#### WORK INSTRUCTIONS
Report how many of the lines below contain the word "white", giving only the number.

(Records from a collection)
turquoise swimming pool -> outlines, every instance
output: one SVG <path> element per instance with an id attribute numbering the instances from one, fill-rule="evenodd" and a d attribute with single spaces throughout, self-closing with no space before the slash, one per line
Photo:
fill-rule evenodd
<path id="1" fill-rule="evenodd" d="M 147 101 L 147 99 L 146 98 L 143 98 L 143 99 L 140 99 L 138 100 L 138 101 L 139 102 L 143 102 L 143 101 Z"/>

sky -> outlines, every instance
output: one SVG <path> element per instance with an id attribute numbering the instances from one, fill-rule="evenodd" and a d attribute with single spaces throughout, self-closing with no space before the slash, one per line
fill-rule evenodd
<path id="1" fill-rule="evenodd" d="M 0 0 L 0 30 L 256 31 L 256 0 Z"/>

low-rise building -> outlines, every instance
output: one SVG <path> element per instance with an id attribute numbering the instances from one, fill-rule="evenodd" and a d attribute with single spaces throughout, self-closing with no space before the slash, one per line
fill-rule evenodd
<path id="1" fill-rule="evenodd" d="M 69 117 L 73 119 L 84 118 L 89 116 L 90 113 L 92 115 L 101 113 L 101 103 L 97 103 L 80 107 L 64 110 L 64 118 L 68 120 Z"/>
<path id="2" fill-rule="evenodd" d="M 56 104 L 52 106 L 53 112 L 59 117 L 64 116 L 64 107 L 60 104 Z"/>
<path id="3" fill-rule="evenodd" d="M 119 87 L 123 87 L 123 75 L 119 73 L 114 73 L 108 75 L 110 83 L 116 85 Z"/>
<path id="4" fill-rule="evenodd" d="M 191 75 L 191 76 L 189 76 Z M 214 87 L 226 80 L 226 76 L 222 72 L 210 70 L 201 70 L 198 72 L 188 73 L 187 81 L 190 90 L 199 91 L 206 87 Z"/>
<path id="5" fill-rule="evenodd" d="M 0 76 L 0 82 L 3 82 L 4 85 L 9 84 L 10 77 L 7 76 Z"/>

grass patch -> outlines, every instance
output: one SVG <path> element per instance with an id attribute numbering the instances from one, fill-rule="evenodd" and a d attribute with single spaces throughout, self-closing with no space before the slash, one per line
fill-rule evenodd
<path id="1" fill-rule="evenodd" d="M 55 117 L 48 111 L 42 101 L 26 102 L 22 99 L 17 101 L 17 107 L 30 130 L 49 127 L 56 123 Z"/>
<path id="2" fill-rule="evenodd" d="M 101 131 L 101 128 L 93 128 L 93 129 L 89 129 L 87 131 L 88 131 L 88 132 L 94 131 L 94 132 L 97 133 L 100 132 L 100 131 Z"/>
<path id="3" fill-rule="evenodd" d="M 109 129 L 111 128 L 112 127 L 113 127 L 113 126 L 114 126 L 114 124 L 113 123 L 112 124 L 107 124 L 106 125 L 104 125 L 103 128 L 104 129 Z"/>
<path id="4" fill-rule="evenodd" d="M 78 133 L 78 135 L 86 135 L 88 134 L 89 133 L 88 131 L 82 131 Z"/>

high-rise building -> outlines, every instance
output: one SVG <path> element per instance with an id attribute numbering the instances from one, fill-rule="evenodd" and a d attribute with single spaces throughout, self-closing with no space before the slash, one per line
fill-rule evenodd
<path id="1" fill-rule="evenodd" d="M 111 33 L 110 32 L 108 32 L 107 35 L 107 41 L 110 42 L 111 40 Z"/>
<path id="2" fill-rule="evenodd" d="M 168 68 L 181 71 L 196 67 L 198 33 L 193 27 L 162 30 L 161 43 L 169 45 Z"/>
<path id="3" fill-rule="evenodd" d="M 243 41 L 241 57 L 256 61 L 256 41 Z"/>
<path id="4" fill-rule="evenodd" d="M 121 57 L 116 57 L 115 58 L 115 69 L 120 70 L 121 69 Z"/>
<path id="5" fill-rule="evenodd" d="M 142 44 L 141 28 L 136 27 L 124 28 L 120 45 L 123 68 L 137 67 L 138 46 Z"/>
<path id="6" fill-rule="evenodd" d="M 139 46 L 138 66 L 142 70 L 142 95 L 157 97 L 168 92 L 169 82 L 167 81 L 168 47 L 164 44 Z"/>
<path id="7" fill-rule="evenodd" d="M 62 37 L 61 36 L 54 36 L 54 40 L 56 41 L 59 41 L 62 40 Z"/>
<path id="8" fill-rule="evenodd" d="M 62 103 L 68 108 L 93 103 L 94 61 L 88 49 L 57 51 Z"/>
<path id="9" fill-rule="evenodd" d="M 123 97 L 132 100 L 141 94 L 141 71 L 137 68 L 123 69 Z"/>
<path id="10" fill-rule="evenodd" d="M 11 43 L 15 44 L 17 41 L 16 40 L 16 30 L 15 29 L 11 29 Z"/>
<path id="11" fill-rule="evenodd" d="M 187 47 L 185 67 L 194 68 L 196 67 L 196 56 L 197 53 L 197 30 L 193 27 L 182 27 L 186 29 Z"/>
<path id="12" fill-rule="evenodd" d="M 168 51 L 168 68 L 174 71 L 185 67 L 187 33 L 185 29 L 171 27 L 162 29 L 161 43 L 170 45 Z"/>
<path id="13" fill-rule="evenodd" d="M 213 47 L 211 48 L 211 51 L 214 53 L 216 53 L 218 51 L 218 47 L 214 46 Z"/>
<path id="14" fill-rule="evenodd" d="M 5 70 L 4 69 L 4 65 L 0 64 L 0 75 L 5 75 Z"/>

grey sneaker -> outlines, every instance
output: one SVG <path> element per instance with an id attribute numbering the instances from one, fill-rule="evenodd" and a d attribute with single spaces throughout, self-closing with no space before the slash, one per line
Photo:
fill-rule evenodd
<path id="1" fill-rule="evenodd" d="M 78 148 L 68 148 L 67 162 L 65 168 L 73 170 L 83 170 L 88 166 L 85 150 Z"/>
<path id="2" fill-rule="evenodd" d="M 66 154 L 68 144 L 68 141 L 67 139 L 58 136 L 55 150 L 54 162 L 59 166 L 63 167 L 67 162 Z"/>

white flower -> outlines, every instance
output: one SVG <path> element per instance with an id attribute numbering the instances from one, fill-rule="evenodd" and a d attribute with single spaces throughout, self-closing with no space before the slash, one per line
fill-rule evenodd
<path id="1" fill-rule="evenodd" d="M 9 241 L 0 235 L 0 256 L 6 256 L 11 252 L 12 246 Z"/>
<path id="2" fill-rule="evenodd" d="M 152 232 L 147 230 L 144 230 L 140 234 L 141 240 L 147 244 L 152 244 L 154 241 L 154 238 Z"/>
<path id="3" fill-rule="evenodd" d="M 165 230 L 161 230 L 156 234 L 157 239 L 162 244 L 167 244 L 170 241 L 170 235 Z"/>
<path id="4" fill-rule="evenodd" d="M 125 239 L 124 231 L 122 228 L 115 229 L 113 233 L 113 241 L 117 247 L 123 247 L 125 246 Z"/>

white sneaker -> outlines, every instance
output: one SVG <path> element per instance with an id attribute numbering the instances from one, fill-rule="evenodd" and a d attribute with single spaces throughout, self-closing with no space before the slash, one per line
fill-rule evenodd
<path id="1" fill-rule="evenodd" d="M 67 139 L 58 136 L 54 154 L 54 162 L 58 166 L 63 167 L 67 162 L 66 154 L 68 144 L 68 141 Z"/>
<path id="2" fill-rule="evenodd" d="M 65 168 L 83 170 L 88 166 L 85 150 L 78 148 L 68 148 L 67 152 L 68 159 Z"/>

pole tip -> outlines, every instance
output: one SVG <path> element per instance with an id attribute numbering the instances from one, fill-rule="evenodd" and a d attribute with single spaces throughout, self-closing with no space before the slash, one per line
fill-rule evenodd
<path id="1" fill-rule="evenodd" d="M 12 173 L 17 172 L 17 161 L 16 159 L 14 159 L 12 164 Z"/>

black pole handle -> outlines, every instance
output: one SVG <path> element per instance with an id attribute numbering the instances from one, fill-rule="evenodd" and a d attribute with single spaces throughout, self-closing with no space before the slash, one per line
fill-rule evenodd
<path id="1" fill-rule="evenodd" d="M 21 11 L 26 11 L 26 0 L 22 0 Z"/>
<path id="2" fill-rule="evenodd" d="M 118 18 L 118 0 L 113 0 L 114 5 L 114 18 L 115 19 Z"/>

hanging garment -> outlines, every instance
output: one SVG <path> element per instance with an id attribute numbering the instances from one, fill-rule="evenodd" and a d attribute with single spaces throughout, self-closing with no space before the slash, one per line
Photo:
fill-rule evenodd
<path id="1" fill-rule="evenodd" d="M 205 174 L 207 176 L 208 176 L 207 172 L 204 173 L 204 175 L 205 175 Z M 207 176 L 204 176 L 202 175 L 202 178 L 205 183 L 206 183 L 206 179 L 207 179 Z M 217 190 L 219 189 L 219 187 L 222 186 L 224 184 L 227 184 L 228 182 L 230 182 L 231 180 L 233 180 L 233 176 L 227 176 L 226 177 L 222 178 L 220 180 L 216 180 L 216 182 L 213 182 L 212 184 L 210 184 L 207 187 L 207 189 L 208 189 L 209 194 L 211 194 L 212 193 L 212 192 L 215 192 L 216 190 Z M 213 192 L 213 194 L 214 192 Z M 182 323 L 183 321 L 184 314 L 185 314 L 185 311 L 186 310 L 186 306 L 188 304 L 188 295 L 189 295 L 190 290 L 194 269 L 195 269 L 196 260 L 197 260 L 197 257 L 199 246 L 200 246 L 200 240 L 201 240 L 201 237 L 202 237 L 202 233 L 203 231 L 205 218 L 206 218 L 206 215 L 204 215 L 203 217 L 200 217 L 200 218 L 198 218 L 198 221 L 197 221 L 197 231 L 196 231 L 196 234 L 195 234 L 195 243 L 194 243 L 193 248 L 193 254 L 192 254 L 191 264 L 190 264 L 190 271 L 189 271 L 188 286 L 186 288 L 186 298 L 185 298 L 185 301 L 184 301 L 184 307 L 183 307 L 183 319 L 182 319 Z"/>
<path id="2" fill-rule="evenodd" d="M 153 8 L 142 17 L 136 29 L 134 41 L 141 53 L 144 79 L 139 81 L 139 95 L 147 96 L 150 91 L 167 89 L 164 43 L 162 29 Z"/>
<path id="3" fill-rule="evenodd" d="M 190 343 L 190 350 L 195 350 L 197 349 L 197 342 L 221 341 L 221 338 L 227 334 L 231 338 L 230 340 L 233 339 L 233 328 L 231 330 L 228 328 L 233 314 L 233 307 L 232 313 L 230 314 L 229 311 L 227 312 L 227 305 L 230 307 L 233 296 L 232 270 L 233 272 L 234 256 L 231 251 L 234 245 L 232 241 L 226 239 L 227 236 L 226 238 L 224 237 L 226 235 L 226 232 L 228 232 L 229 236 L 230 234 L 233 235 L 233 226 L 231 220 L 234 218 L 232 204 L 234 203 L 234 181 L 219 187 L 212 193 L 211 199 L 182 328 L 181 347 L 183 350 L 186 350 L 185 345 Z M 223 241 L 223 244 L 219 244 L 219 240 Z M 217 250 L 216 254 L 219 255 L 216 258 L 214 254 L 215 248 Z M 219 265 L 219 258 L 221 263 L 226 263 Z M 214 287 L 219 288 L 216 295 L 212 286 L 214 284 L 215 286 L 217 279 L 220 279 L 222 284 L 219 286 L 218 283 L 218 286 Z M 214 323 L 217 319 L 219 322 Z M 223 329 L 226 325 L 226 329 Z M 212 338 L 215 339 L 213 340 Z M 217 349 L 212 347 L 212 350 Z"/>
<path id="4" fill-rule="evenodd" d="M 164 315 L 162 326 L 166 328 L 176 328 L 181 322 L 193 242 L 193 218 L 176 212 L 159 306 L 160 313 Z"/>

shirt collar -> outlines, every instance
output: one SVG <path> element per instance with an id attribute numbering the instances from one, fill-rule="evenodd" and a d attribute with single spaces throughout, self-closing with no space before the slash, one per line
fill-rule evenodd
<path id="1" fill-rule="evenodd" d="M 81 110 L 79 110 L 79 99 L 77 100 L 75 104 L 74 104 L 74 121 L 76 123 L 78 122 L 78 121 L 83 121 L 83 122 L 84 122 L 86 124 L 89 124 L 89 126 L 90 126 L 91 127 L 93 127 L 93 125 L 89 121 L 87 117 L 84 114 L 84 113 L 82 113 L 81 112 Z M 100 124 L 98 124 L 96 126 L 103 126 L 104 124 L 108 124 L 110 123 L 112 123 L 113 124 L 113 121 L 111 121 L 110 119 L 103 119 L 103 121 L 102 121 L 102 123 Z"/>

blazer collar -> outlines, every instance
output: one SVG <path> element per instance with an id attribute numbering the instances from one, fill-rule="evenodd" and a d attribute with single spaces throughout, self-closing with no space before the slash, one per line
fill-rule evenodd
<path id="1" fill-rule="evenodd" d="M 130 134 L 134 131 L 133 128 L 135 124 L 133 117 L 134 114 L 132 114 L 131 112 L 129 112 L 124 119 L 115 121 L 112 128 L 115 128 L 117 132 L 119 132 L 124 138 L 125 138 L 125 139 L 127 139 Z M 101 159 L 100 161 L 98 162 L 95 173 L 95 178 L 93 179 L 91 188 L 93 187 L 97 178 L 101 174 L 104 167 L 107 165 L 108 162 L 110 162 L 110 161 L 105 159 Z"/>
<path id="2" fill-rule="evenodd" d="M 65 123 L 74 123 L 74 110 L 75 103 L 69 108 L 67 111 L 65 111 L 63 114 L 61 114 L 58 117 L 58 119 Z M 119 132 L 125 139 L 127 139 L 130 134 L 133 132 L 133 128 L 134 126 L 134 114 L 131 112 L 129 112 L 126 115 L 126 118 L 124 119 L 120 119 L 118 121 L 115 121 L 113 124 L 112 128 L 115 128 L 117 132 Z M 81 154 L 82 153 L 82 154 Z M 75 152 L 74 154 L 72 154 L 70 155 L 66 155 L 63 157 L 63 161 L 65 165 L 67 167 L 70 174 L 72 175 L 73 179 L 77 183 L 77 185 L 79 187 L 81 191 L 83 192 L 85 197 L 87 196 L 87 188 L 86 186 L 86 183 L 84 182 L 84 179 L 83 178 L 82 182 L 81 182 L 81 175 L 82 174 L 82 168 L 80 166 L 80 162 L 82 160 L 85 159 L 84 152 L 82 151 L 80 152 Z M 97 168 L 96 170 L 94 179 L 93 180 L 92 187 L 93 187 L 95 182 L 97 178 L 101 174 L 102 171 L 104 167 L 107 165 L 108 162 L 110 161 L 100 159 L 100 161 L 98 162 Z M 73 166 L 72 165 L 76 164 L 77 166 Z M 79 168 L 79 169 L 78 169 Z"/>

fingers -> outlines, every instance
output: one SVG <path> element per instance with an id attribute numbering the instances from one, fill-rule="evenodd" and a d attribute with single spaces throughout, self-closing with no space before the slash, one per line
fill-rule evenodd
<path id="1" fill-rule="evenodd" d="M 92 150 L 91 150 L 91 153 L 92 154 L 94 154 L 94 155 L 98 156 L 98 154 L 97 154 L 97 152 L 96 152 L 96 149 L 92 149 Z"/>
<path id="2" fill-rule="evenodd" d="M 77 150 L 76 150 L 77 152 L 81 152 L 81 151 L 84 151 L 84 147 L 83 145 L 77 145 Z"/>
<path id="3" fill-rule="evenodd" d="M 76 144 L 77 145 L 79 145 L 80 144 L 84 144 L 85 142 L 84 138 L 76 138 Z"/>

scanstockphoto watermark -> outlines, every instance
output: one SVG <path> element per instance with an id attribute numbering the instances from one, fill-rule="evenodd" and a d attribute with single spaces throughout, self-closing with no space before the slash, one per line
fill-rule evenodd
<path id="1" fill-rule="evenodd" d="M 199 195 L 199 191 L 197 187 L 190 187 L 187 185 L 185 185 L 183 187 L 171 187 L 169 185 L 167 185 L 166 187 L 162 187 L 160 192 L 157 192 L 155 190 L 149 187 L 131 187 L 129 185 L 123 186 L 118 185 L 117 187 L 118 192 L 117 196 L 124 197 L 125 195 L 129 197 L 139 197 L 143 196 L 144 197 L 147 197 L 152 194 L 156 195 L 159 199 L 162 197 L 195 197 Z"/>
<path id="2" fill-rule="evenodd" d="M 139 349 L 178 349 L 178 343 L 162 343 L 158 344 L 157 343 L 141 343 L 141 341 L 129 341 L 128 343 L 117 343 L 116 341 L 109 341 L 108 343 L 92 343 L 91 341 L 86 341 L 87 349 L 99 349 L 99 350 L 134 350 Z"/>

#### RESULT
2